Luxembourg Institute for Global Financial Integrity: the terrific team for a stillborn initiative

I wrote an article last week to comment the launch of an UFO in the international debate about business ethics: the Luxembourg Institute for Global Financial Integrity (LIGFI).

I raised a couple of issues. The first one was: Will the institute be a tool to change the business culture or is it an opportunist ethical frontage for the center? A clue to assess the credibility is the project team: is the project team relevant to promote stronger ethical practices and standards based on the principles of integrity: transparency, fairness, responsibility and accountability.  Should there be team members involved in
corruption issues or promotion of fraud or tax evasion or other dubious business behaviour (verifiable public lie to mislead the investors...), the institute would not be credible. Another clue will be the capacity to welcome "critics" especially when they lay emphasis on public and official dysfunctions that are the visible part of the iceberg. The word critic comes from the Greek κριτικός (kritikós), "able to discern", which in turn derives from the word κριτής (krités), meaning a person who offers reasoned judgment or analysis, value judgment, interpretation, or observation. In practice critics are blacklisted in the Luxembourg business.

Is the project team relevant to promote stronger ethical practices and standards based on the principles of integrity: transparency, fairness, responsibility and accountability?

→ **Work to be completed**
Could you print the stretch of the article on the Luxembourg institute from "I wrote an article" through "Financial Integrity (LIGFI).", word for word?

[Data drawn from a collection]
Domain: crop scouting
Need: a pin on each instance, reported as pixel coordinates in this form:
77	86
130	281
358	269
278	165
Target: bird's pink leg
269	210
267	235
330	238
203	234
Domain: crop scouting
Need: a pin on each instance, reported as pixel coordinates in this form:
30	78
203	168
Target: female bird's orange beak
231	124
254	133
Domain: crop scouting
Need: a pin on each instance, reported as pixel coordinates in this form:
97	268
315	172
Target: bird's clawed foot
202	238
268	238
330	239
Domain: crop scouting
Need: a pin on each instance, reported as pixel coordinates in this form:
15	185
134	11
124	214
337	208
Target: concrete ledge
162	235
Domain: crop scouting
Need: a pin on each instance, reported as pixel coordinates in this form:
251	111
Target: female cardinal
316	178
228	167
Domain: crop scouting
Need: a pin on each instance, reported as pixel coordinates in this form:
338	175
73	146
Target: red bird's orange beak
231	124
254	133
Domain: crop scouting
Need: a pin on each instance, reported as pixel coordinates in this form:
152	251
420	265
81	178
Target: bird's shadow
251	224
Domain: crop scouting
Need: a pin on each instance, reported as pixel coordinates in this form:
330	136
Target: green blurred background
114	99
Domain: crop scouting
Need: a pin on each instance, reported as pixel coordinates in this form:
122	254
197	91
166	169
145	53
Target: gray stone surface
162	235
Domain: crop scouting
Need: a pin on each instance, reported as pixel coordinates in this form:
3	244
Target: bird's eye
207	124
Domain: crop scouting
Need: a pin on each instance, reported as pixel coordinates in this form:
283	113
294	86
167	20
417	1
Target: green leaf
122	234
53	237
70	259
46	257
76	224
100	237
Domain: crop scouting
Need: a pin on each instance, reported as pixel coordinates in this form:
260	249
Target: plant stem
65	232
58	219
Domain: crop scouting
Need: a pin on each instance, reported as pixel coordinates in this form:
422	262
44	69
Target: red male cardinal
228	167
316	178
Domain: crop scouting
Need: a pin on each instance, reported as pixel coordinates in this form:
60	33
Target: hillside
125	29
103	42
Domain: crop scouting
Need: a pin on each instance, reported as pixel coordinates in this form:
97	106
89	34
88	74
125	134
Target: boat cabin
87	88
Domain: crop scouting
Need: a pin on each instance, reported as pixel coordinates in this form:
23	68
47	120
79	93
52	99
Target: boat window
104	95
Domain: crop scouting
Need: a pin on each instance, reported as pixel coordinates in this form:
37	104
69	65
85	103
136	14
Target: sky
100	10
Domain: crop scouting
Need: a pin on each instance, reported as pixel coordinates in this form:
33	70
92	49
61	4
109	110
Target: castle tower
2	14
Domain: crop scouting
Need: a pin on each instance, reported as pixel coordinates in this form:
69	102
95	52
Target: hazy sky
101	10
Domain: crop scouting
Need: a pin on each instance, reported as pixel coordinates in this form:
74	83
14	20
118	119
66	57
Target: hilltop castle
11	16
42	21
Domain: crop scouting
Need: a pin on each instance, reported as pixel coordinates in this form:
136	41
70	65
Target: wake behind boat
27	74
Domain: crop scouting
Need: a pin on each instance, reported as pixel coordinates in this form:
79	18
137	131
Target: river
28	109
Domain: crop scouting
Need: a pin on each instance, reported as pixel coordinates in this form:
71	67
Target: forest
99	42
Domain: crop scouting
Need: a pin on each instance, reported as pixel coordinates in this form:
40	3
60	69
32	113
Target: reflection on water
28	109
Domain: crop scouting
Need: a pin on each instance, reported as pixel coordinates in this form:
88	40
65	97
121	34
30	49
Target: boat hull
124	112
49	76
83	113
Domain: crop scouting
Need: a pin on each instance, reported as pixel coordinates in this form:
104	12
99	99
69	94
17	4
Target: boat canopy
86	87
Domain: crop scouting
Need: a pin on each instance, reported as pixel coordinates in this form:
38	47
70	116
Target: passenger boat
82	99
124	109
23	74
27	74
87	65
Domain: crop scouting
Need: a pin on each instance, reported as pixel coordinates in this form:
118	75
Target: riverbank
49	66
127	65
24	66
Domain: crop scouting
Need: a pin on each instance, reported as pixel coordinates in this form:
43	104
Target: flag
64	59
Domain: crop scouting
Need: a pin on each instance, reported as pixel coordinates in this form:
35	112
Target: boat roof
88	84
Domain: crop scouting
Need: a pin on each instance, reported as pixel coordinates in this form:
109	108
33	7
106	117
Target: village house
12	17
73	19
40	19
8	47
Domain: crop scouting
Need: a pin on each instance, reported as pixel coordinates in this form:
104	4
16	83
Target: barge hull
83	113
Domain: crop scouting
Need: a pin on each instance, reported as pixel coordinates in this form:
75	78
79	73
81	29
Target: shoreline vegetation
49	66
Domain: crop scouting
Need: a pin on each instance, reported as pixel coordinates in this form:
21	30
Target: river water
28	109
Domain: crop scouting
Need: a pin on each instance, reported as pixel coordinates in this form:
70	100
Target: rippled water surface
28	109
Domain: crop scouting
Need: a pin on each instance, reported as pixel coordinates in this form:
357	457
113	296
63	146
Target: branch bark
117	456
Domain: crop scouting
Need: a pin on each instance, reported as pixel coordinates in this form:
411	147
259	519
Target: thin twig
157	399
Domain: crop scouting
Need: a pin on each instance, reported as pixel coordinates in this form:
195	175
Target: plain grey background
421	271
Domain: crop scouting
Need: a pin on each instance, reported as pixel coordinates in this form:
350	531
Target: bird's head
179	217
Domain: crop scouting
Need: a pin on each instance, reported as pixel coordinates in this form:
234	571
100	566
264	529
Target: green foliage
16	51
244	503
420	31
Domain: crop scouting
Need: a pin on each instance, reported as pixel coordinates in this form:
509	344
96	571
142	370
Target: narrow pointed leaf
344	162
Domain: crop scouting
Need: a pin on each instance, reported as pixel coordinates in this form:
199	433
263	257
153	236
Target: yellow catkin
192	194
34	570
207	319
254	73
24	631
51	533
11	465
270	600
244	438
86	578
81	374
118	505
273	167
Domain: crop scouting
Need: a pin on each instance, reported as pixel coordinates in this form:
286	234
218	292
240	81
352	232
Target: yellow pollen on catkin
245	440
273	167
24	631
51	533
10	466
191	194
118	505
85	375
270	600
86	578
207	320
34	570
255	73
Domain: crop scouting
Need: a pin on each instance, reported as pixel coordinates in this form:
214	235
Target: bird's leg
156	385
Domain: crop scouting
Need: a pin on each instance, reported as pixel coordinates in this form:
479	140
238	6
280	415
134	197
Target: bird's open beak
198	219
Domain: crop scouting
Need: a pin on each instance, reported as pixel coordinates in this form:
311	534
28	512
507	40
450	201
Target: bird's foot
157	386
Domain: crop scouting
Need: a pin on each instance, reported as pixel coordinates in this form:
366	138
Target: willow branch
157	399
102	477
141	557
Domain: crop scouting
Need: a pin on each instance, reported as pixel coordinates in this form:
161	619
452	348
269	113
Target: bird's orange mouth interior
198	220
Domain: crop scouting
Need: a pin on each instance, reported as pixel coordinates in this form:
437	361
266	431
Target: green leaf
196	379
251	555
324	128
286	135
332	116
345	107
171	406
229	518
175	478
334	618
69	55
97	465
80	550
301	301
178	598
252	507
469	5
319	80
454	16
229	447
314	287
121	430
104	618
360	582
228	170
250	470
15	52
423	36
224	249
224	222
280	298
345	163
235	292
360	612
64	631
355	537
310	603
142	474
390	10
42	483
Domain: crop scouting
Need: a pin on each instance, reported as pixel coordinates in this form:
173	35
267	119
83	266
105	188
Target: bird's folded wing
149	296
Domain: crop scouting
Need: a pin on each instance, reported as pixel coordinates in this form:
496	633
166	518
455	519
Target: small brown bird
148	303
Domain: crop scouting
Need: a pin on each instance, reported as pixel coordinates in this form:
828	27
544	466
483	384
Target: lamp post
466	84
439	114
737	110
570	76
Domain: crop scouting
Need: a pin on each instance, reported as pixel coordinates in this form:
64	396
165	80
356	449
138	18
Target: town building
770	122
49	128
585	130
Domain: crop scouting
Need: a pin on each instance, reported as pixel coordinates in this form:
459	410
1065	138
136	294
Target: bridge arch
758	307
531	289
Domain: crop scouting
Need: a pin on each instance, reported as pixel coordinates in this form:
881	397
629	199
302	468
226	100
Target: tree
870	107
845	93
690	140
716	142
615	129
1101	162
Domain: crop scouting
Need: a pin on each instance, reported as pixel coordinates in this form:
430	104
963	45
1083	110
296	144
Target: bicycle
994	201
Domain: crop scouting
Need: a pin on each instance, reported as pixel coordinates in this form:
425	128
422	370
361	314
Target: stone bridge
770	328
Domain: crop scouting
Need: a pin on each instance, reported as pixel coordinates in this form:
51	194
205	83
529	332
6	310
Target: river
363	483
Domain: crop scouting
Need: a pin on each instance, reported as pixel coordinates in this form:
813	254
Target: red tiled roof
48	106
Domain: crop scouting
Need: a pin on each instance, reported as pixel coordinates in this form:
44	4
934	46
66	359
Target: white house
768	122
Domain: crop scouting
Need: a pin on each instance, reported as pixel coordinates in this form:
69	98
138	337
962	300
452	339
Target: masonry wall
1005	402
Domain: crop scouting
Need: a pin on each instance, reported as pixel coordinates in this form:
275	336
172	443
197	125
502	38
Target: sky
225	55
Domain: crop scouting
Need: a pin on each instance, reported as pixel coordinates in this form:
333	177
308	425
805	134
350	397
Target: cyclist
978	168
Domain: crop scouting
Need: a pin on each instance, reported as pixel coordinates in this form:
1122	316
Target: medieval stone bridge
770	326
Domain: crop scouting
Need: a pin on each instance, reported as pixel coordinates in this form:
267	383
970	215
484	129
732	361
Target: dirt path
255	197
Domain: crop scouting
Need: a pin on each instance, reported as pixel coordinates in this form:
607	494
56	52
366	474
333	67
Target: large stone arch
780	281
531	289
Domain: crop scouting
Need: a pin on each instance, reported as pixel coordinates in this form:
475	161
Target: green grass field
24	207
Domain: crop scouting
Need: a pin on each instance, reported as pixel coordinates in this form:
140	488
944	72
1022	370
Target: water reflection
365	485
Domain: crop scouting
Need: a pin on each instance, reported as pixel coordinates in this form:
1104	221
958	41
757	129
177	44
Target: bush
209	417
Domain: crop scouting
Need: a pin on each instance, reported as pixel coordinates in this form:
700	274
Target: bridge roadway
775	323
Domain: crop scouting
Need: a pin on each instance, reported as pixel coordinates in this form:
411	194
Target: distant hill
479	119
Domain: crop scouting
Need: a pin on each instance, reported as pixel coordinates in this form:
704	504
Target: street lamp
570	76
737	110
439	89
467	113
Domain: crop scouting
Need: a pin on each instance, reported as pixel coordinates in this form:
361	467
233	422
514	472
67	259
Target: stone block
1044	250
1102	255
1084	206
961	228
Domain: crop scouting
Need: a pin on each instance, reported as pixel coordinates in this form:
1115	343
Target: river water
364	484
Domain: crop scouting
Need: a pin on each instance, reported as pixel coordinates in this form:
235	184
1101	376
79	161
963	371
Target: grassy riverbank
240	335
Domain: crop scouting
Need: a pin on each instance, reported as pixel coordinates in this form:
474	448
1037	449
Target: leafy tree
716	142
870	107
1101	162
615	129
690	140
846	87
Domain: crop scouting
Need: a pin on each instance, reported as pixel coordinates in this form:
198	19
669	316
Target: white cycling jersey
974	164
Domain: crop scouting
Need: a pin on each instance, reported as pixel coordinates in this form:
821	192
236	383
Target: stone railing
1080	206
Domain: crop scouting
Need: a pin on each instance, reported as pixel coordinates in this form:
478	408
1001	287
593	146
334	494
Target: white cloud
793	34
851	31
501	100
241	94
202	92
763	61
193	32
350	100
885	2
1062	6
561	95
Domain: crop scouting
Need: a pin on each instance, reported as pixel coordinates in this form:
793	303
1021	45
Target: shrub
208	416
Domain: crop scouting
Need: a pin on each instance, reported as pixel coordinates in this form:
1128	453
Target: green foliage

→ **Correct answer**
I wrote an article last week to comment the launch of an UFO in the international debate about business ethics: the Luxembourg Institute for Global Financial Integrity (LIGFI).